**WRITTEN PROBLEM:** Reproduce the lines below, starting at the one containing "Provide the location of each instance of the stone" and ending at the final line of the entries, substituting "brick wall" for "stone wall" and leaving everything else unchanged.

□ □ □

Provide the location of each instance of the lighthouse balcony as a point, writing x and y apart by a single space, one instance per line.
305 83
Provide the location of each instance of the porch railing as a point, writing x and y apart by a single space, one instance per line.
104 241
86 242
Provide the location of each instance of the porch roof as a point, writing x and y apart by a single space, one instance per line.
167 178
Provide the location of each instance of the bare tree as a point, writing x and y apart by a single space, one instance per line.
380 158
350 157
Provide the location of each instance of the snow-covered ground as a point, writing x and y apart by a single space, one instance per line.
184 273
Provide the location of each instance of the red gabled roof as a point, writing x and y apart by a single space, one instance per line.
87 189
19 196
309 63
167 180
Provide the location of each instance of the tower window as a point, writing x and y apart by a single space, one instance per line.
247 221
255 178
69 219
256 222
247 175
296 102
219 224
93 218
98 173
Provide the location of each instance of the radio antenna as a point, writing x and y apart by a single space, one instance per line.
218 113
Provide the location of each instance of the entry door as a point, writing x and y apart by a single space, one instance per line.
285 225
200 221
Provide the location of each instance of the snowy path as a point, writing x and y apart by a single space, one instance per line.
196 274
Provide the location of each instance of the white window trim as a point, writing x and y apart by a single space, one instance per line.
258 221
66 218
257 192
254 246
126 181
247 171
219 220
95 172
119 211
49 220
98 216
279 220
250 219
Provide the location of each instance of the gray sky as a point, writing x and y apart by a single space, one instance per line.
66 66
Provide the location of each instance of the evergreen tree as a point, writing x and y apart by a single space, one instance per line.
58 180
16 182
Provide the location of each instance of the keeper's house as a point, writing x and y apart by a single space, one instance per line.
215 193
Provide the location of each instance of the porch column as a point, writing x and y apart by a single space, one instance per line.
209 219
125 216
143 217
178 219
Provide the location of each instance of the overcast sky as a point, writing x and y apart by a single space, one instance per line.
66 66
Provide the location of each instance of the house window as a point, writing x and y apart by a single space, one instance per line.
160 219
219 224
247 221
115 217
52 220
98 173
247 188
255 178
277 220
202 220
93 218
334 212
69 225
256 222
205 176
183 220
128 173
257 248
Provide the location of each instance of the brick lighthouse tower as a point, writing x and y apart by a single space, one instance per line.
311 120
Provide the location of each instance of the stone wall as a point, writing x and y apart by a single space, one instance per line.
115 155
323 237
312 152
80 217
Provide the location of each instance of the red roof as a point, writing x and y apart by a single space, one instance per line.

□ □ □

**SOLVED PROBLEM:**
Provide the location of each instance of the brick wall as a point, writing x and y apart by a single space, one instance per line.
115 155
323 237
312 152
80 217
Provide the location of each instance of the red roof as a point, writing x and y apart by a single space, one instance per line.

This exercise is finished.